Seitentext
#####

Wer gilt als nahestehend?
Die Einordnung als nahestehende Unternehmen und Personen richtet sich nach den internationalen Standards für die Rechnungslegung (IAS 24). Der Kreis ist sehr weit gefasst: Bei Unternehmen sind dies beispielsweise Mutter-, Tochter- oder Schwestergesellschaften bzw. Beteiligte an einem Gemeinschaftsunternehmen. Natürliche Personen gelten als nahestehend, wenn sie im Management des berichtenden Unternehmens oder eines Mutterunternehmens des berichtenden Unternehmens eine Schlüsselposition bekleiden, beispielsweise als Vorstände oder Aufsichtsräte. Auch nahe Familienangehörige dieser Personen werden erfasst, etwa Kinder, Ehegatten, Lebenspartner oder Kinder des Ehegatten oder Lebenspartners.

#####

Zur Aufgabe
Gib aus dem Seitentext oben den Abschnitt zwischen „Die Einordnung als“ und „Ehegatten oder Lebenspartners.“, beide eingeschlossen, unverändert aus.

#####

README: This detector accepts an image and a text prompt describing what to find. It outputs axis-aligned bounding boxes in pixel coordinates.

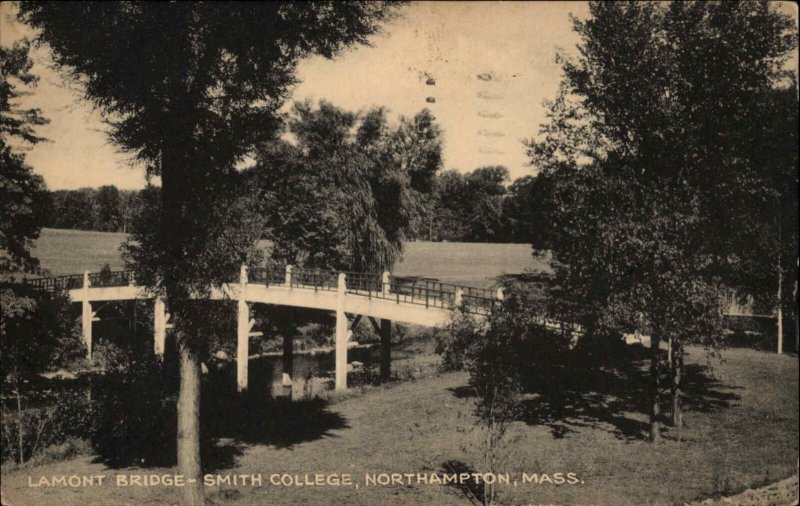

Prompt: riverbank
[2,348,798,506]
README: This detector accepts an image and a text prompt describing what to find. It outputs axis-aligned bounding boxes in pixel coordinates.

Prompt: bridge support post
[336,272,347,392]
[81,271,94,360]
[381,271,391,297]
[153,297,167,356]
[281,308,294,400]
[236,265,250,392]
[381,318,392,383]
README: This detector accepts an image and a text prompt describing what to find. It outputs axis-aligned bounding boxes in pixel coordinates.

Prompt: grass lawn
[2,348,798,506]
[28,228,549,287]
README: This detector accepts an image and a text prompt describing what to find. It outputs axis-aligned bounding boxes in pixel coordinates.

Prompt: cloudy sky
[0,2,796,189]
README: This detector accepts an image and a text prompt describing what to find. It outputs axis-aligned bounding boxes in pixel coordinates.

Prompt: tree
[20,2,400,504]
[530,2,796,440]
[253,101,441,272]
[436,165,508,242]
[0,41,48,276]
[93,185,122,232]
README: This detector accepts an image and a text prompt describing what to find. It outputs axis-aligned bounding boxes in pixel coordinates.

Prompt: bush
[89,355,177,465]
[2,391,92,464]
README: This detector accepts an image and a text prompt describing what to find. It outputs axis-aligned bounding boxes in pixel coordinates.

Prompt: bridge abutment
[153,297,167,356]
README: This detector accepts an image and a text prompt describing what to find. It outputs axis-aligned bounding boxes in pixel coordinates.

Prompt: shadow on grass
[439,460,484,506]
[451,346,741,440]
[92,366,348,473]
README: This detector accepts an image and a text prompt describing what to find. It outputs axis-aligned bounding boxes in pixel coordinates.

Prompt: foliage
[529,2,796,437]
[88,345,177,465]
[431,166,508,242]
[20,2,400,498]
[0,285,84,381]
[253,101,441,271]
[0,41,48,277]
[45,185,141,232]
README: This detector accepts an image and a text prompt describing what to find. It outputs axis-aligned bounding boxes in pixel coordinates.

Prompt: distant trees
[432,165,509,242]
[530,2,797,441]
[20,2,394,505]
[250,101,441,272]
[0,42,47,276]
[44,185,140,232]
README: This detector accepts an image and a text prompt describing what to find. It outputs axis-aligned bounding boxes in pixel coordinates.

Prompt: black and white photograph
[0,0,800,506]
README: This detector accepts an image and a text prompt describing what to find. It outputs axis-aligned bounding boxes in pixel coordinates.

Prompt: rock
[41,369,78,379]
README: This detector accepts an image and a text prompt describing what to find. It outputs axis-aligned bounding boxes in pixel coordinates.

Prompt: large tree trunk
[672,342,683,441]
[161,144,205,506]
[650,333,661,443]
[178,339,205,506]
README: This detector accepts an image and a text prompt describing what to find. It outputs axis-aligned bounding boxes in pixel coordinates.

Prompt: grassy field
[2,348,798,506]
[7,230,800,506]
[29,228,548,287]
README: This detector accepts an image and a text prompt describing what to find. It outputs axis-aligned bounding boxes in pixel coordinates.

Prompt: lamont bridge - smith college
[26,265,503,391]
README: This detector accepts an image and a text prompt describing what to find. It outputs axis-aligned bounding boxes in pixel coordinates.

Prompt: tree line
[41,167,543,244]
[44,185,140,232]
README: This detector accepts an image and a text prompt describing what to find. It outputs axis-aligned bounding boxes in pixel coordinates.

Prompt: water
[247,345,380,399]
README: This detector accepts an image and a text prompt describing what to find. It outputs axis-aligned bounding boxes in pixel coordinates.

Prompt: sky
[0,2,796,189]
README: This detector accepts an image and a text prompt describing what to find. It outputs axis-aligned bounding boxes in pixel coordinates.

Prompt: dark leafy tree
[20,2,400,504]
[434,166,508,242]
[0,42,48,277]
[253,101,441,272]
[530,2,796,440]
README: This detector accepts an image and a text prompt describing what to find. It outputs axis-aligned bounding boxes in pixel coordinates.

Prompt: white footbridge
[26,265,503,391]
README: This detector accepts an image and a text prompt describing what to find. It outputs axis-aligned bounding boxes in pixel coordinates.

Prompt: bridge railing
[290,269,339,292]
[89,271,136,288]
[26,266,500,315]
[344,272,384,298]
[25,274,83,292]
[248,267,286,285]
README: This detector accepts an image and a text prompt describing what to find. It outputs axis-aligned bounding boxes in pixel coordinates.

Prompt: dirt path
[687,475,798,506]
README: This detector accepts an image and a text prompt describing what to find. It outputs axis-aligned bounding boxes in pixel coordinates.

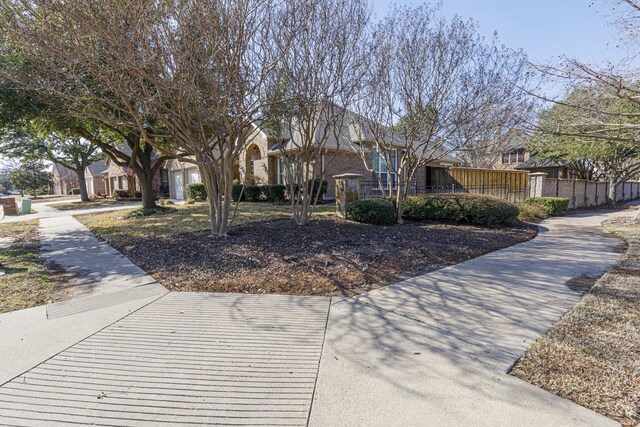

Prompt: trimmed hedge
[231,184,244,202]
[518,203,551,221]
[347,198,396,225]
[307,178,329,200]
[402,194,520,224]
[187,182,207,202]
[244,185,262,202]
[524,197,569,216]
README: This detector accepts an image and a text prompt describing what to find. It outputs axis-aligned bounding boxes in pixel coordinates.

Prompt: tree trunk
[76,168,89,202]
[607,179,618,209]
[134,173,157,209]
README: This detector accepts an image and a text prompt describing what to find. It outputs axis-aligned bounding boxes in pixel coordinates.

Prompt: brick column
[528,172,547,197]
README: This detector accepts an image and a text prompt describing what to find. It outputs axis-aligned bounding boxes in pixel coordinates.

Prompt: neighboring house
[514,156,578,179]
[168,160,202,200]
[494,147,576,179]
[494,147,531,170]
[102,158,168,196]
[51,163,80,194]
[84,160,109,196]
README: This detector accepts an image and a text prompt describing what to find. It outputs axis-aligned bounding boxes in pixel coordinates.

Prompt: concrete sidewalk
[310,212,632,426]
[38,205,165,296]
[0,206,634,426]
[0,204,167,386]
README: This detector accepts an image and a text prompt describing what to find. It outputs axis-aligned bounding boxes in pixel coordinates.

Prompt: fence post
[528,172,547,197]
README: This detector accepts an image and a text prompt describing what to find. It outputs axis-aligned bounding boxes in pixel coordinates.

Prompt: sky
[373,0,625,65]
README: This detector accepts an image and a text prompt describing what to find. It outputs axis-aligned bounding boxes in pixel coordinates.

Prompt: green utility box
[20,199,31,214]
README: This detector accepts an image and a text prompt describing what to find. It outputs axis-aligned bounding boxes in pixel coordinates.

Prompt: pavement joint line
[0,292,171,387]
[306,297,332,427]
[343,298,523,368]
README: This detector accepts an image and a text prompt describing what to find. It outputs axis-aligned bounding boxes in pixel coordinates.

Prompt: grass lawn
[511,219,640,426]
[53,199,140,211]
[76,202,336,240]
[0,220,73,313]
[3,194,80,204]
[76,202,536,295]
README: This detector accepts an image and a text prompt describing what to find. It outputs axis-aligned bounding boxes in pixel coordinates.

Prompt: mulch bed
[114,217,536,295]
[511,218,640,427]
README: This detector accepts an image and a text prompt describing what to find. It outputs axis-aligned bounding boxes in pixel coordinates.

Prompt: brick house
[162,114,461,200]
[162,160,202,200]
[237,114,461,199]
[84,160,109,196]
[102,158,168,196]
[51,163,80,195]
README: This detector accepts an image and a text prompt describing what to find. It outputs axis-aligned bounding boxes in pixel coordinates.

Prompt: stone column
[333,173,362,218]
[528,172,547,197]
[0,197,18,216]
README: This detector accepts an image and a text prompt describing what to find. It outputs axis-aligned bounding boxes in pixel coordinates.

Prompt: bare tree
[267,0,369,225]
[0,0,184,207]
[353,6,531,222]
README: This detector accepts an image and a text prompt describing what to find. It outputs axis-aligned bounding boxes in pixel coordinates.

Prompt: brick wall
[540,178,640,209]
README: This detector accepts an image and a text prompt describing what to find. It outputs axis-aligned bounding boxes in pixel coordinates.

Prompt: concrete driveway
[0,205,633,426]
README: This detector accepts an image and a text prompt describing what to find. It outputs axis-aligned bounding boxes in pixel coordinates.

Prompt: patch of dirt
[109,217,536,295]
[0,220,75,313]
[511,218,640,426]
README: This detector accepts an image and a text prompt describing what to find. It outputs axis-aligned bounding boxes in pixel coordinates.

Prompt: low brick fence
[529,173,640,209]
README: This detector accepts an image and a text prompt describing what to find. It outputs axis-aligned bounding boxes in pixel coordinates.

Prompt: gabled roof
[269,105,461,163]
[515,156,565,169]
[87,160,108,176]
[51,163,75,179]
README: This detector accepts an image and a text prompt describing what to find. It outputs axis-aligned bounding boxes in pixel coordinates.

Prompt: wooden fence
[542,178,640,209]
[427,168,529,203]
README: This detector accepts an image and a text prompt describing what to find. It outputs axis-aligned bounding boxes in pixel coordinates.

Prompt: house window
[160,168,169,194]
[371,147,398,190]
[278,156,285,184]
[502,148,524,165]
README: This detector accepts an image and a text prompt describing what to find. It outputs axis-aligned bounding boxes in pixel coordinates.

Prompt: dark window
[160,169,169,194]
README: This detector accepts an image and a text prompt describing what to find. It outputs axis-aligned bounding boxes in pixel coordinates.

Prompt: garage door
[173,171,184,200]
[187,168,201,184]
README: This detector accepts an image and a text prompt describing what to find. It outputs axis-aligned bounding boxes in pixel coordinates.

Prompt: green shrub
[518,203,551,221]
[524,197,569,216]
[123,208,162,219]
[263,184,287,203]
[187,182,207,202]
[402,194,519,224]
[231,184,245,202]
[244,185,262,202]
[307,178,329,200]
[347,198,396,225]
[111,188,131,198]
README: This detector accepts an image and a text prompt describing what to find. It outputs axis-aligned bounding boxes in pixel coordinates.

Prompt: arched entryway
[245,144,264,183]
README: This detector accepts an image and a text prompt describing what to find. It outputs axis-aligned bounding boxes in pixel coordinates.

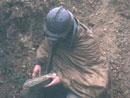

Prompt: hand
[44,75,60,87]
[32,65,42,77]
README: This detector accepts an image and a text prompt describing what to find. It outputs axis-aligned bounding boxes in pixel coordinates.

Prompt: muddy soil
[0,0,130,98]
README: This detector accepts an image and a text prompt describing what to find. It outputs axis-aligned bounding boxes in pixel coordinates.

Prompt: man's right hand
[32,65,42,77]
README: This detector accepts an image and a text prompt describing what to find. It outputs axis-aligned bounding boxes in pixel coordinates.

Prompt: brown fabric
[37,22,108,98]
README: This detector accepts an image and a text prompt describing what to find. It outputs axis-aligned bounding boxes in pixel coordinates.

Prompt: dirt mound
[0,0,130,98]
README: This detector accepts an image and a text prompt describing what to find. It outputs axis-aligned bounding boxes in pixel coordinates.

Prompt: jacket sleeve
[34,40,48,66]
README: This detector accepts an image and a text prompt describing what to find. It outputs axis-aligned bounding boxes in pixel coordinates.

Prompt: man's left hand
[44,75,60,87]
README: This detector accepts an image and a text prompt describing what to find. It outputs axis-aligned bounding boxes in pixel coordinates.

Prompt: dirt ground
[0,0,130,98]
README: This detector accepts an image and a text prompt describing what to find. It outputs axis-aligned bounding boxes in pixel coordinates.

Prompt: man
[32,6,108,98]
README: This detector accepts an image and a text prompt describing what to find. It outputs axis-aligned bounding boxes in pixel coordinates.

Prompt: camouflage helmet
[44,6,74,40]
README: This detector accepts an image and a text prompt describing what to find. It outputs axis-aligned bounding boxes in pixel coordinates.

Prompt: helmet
[44,6,74,40]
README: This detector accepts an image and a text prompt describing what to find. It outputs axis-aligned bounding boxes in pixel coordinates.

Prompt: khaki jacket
[36,21,109,98]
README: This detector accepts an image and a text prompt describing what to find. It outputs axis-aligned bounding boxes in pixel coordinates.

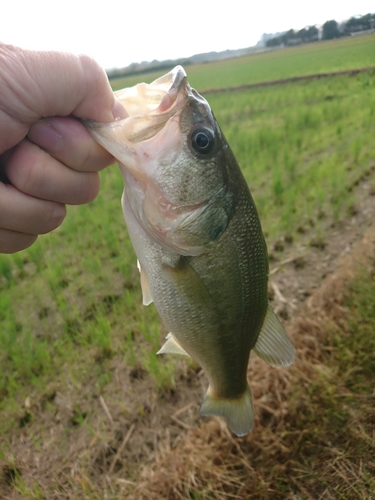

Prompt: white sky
[0,0,375,69]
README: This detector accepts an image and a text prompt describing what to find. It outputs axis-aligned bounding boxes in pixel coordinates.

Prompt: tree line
[266,14,375,47]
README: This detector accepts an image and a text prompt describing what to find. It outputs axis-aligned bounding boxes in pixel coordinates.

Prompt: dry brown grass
[0,228,375,500]
[119,229,375,500]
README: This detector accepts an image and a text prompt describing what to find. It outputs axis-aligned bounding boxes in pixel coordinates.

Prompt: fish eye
[191,127,215,155]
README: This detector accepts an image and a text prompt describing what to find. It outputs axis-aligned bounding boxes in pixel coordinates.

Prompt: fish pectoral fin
[156,333,189,356]
[199,386,254,436]
[137,260,154,306]
[253,305,294,368]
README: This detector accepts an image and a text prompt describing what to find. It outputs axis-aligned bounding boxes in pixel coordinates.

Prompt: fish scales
[84,67,294,436]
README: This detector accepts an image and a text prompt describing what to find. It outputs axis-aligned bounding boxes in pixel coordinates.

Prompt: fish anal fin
[253,305,294,368]
[199,386,254,436]
[156,333,189,356]
[137,260,154,306]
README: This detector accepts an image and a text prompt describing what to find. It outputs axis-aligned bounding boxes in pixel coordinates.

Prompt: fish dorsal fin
[253,305,294,368]
[156,333,189,356]
[137,260,154,306]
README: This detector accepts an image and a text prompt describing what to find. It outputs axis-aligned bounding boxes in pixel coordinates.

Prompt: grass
[112,35,375,91]
[0,36,375,499]
[131,254,375,500]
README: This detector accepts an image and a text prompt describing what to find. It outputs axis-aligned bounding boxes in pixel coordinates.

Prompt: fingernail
[112,98,129,120]
[28,120,62,151]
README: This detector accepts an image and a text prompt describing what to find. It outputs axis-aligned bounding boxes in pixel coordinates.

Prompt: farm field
[0,36,375,500]
[112,35,375,92]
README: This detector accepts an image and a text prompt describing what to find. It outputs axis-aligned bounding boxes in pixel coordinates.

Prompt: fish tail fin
[199,386,254,436]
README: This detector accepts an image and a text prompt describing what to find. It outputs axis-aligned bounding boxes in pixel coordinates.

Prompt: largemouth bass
[85,66,294,436]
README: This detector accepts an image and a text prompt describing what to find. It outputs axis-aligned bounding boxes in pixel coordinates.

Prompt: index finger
[28,117,116,172]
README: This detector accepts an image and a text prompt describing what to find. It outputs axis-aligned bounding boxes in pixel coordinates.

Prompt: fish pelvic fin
[156,333,189,356]
[252,305,294,368]
[199,386,254,436]
[137,260,154,306]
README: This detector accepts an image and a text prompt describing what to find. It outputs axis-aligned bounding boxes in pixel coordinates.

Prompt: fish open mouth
[83,66,190,166]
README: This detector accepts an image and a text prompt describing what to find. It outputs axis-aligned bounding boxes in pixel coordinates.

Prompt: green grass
[208,72,375,240]
[0,36,375,498]
[112,35,375,91]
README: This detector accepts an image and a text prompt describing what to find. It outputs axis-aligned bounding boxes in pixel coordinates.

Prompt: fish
[84,66,294,436]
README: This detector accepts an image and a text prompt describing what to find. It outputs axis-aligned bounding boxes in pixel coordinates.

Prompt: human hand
[0,44,126,253]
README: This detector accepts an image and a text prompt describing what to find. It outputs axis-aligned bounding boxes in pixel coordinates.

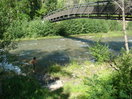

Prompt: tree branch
[113,0,123,11]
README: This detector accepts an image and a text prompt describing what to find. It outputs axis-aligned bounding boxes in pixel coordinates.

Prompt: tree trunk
[122,0,129,53]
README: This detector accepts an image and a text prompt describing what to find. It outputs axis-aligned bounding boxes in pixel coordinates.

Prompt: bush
[107,20,122,31]
[58,19,108,35]
[89,42,111,62]
[127,22,132,30]
[2,76,40,99]
[113,52,132,99]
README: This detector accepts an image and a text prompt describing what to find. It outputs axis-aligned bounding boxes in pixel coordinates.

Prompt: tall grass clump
[127,22,132,30]
[113,52,132,99]
[27,20,56,37]
[89,41,111,62]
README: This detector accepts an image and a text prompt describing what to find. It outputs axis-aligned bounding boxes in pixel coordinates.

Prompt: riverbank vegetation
[0,0,132,99]
[0,42,132,99]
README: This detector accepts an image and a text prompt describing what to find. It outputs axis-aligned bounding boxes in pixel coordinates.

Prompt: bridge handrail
[44,1,109,17]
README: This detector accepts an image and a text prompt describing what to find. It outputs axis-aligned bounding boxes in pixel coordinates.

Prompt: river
[10,36,132,67]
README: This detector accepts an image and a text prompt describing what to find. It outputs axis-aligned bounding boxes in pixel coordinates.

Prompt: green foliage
[108,20,122,31]
[27,20,56,37]
[57,19,108,35]
[5,19,56,39]
[89,42,111,62]
[113,52,132,99]
[127,22,132,30]
[2,76,40,99]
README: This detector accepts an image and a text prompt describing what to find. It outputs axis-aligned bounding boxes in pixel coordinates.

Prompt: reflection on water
[11,36,132,66]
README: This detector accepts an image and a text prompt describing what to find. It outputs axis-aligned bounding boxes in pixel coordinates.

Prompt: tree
[112,0,129,53]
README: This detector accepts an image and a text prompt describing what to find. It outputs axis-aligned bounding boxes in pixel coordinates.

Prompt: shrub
[107,20,122,31]
[113,52,132,99]
[89,42,111,62]
[127,22,132,30]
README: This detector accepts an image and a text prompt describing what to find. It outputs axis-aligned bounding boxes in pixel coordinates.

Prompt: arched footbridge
[43,0,132,22]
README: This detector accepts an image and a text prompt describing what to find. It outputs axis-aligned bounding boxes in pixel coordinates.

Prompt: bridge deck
[43,1,132,22]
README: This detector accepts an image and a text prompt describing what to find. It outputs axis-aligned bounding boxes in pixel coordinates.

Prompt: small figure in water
[30,57,37,72]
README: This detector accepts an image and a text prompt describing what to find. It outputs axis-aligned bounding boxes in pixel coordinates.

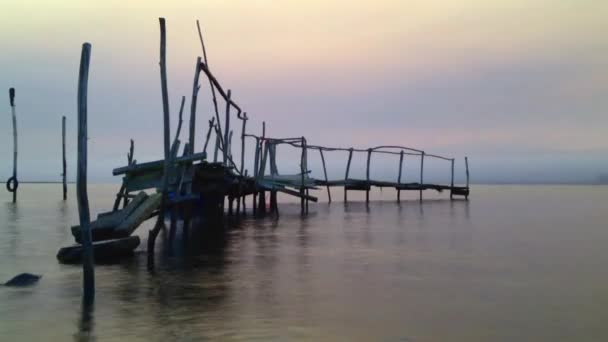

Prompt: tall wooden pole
[397,150,403,202]
[148,18,171,268]
[365,148,372,203]
[7,88,19,203]
[61,115,68,201]
[344,147,353,203]
[223,89,231,165]
[464,157,469,200]
[76,43,95,305]
[450,158,454,199]
[319,148,331,203]
[420,151,424,201]
[188,57,201,154]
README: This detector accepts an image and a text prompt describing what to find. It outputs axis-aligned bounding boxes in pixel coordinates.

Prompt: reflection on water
[0,184,608,341]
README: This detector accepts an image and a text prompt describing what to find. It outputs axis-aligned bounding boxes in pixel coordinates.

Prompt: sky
[0,0,608,183]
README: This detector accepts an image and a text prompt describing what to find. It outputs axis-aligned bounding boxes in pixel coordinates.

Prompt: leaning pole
[76,43,95,306]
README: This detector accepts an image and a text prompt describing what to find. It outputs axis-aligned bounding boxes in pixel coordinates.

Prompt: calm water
[0,184,608,341]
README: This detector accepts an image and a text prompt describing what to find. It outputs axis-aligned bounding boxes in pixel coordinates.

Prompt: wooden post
[450,158,454,199]
[188,57,201,154]
[319,148,331,203]
[464,157,469,200]
[148,18,171,268]
[236,113,248,214]
[300,137,306,215]
[76,43,95,306]
[365,148,372,203]
[61,115,68,201]
[213,126,222,163]
[203,117,215,153]
[344,147,353,203]
[6,88,19,203]
[397,150,403,202]
[420,151,424,201]
[223,89,231,165]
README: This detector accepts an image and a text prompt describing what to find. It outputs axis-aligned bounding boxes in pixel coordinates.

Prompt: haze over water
[0,184,608,341]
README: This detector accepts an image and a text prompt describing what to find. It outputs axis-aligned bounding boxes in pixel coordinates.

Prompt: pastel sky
[0,0,608,182]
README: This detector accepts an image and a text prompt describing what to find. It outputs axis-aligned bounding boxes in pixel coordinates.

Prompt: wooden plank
[115,193,162,236]
[319,149,331,203]
[112,152,207,176]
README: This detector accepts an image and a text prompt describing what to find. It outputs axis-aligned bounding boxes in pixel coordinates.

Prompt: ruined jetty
[58,18,470,264]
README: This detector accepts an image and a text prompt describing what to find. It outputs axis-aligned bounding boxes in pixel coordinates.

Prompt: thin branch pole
[171,96,186,149]
[224,89,231,165]
[450,159,454,199]
[196,20,224,155]
[397,151,403,202]
[300,137,306,215]
[7,88,19,203]
[464,157,469,200]
[188,57,201,154]
[365,148,372,203]
[344,148,353,203]
[203,117,215,153]
[61,115,68,201]
[420,152,424,201]
[148,18,171,268]
[76,43,95,306]
[319,150,331,203]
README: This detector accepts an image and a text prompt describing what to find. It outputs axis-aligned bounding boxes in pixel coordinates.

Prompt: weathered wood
[76,43,95,305]
[450,159,454,199]
[115,193,162,236]
[224,89,232,165]
[365,148,372,203]
[57,236,140,264]
[6,88,19,203]
[344,147,353,203]
[464,157,469,200]
[203,117,215,153]
[319,149,331,203]
[148,18,171,268]
[420,152,425,201]
[397,151,403,202]
[61,115,68,201]
[112,150,207,176]
[171,96,186,150]
[300,137,306,215]
[188,57,201,153]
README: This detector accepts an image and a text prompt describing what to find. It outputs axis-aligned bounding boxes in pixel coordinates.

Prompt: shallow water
[0,184,608,341]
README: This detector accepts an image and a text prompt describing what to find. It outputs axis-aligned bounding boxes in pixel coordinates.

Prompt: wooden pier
[55,18,470,265]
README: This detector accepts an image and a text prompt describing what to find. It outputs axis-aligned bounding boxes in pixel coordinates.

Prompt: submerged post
[76,43,95,305]
[61,115,68,201]
[344,147,353,203]
[450,158,454,199]
[464,157,469,200]
[319,148,331,203]
[223,89,232,165]
[397,150,403,202]
[188,57,201,154]
[420,151,424,201]
[148,18,171,267]
[300,137,306,215]
[365,148,372,203]
[6,88,19,203]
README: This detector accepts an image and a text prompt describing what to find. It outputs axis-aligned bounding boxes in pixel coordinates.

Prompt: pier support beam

#####

Lösung
Die Einordnung als nahestehende Unternehmen und Personen richtet sich nach den internationalen Standards für die Rechnungslegung (IAS 24). Der Kreis ist sehr weit gefasst: Bei Unternehmen sind dies beispielsweise Mutter-, Tochter- oder Schwestergesellschaften bzw. Beteiligte an einem Gemeinschaftsunternehmen. Natürliche Personen gelten als nahestehend, wenn sie im Management des berichtenden Unternehmens oder eines Mutterunternehmens des berichtenden Unternehmens eine Schlüsselposition bekleiden, beispielsweise als Vorstände oder Aufsichtsräte. Auch nahe Familienangehörige dieser Personen werden erfasst, etwa Kinder, Ehegatten, Lebenspartner oder Kinder des Ehegatten oder Lebenspartners.